- _Exercise prompt_: Reproduce every one of the items below verbatim, without altering any word or character.

- _Exercise input_:
++++++++++

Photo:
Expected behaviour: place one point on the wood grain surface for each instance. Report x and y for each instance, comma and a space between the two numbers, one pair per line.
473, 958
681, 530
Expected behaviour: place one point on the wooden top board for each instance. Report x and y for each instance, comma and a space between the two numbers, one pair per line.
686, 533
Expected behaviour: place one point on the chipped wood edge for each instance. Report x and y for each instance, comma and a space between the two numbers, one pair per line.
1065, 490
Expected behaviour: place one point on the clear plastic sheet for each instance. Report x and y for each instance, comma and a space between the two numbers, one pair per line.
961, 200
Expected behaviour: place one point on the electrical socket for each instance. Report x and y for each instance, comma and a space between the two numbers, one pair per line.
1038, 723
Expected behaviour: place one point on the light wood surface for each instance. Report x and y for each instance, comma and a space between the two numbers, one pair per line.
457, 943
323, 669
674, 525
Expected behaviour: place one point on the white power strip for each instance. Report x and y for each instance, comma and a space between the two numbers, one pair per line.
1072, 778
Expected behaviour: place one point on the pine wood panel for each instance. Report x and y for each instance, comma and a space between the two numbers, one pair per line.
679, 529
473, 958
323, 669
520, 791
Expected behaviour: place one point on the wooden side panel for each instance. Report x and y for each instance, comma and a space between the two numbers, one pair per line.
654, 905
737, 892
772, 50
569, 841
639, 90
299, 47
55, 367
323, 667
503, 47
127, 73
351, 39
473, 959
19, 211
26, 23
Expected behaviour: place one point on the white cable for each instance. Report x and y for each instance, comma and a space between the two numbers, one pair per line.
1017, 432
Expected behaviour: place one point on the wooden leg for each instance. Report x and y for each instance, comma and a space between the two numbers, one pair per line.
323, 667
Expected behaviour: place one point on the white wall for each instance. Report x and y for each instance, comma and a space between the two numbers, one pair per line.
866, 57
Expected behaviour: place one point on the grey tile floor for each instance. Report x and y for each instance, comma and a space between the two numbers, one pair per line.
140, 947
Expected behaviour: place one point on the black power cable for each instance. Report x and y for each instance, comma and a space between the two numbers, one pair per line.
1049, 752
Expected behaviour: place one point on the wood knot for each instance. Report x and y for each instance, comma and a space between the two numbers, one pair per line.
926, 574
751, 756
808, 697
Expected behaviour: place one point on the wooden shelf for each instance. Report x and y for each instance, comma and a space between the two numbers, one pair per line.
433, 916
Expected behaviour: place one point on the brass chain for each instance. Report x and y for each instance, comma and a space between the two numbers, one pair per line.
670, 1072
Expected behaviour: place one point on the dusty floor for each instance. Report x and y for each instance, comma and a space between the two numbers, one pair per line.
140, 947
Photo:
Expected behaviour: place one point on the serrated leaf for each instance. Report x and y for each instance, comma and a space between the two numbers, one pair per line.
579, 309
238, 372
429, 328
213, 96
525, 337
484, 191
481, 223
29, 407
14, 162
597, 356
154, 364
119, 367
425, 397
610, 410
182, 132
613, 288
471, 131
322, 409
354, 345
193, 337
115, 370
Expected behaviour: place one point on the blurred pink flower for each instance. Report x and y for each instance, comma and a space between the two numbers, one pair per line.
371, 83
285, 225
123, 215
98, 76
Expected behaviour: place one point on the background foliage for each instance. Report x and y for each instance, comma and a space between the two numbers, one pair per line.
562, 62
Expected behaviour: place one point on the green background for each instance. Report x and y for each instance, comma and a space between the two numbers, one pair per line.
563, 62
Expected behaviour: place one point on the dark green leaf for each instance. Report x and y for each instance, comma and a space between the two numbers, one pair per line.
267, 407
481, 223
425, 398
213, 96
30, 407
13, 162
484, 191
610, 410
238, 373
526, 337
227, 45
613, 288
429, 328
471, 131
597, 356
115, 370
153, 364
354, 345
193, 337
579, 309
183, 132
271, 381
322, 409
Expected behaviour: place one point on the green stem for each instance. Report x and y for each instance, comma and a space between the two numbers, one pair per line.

++++++++++

- _Expected output_:
Photo:
Expected behaviour: place one point on the wood grain surface for each instance. Report x and y for each instance, comma and a space between the two numbers, one pair per line.
473, 958
681, 530
Expected behaviour: place one point on the wooden top board for each instance. Report x and y for each instance, comma and a space between the two numbers, one pair per line.
686, 533
Expected behaviour: place one point on the chipped wood edge for each instance. Report x and y for each instance, comma and a space between the two numbers, one pair per line.
1065, 490
Expected behaviour: place one point on the clear plastic sheet for each instance. Report x and y for each instance, comma and a space between the two numbers, one pair per line.
961, 200
Expected behaviour: place one point on the electrical socket for each instance. Report x and y for each instance, comma and a space between the two numbers, one pair per line.
1038, 723
Expected behaviour: place one point on the light wood surface for each instance. Report x and y for each instance, comma and a space between the two numbers, one pair per line.
457, 943
323, 669
674, 525
Expected behaviour: place one point on the white power strip for each instance. Report x and y for each instance, comma and a space between the two numbers, one pair per line.
1072, 778
Expected behaviour: place one point on the pine wood panel for each instance. Report x and y for each instance, comma and a space between the two numbers, one pair per line.
679, 529
473, 958
323, 669
520, 791
Expected behaviour: place one point on the wooden side panel for each instance. Report x and y for each instance, comma and a space between the two numbers, one pair per line.
654, 905
737, 892
772, 50
569, 841
639, 90
299, 47
55, 367
323, 667
503, 47
127, 73
351, 39
473, 959
19, 211
26, 23
Expected behaviour: place one point on the white cable for each instance. Report x and y for each instance, comma and a space between the two numbers, one pair per line.
1017, 432
Expected behaviour: place one point on the wooden leg for each instance. Report x and y for each instance, comma and a space between the two numbers, one pair per line.
323, 667
Expected behaviour: place one point on the white wall for each instance. Report x and y for each instance, comma and a space between the two numbers, one pair per line.
866, 57
Expected behaviour: place one point on the grey tile floor for each instance. Report x and y for each instance, comma and a space between the two numbers, one pair per line.
140, 947
Expected behaviour: place one point on the black power cable for each instance. Report x and y for each instance, comma and a space between the two numbers, one pair per line.
1049, 752
Expected behaviour: place one point on the wood knot for each instance. Report x and y for each instance, comma and a space between the two numbers, one pair per line.
926, 574
751, 756
808, 697
Expected behaviour: place one point on the wooden shelf for each instance. Report x and y for each instance, comma and a space between the two numbers, one pair per line.
433, 916
Expected behaviour: place one point on the brass chain for each instance. Report x and y for each instance, comma and a space between the two numbers, one pair per line.
670, 1072
Expected behaviour: place one point on the dusty floor for each instance. Report x and y for each instance, comma and a space between the two numbers, one pair per line.
140, 947
Photo:
Expected behaviour: place one point on the serrated leaf for each instance. Report x and y for each instance, comma and a space between the two numbers, one pair per line.
579, 309
238, 372
429, 328
213, 96
525, 337
484, 191
481, 223
29, 407
14, 162
597, 356
154, 364
119, 367
425, 397
610, 410
182, 132
613, 288
471, 131
322, 409
354, 345
193, 337
115, 370
Expected behaviour: place one point on the blurred pink flower for each instance. Report x and y for each instance, comma and a space between the two numbers, one pair per line.
371, 83
285, 225
123, 215
98, 76
Expected behaviour: place one point on the background foliage for each instance. Report x and y for each instance, comma and a space between the two numbers, one pair per line.
562, 62
Expected behaviour: place one point on the green background for each instance. Report x and y for each instance, comma and a space between the two numbers, one pair per line.
563, 62
Expected behaviour: place one point on the dark green leaf for each instance. Report x and y for each instance, comma and a space between the two numbers, one pair per line.
267, 407
481, 223
425, 398
213, 96
30, 407
13, 162
484, 191
610, 410
238, 373
526, 337
227, 45
613, 288
429, 328
471, 131
597, 356
115, 370
153, 364
354, 345
193, 337
579, 309
183, 132
271, 381
322, 409
Expected behaviour: place one point on the green stem for each instance. Report x and y for each instance, comma and a space between the two numbers, one pair per line.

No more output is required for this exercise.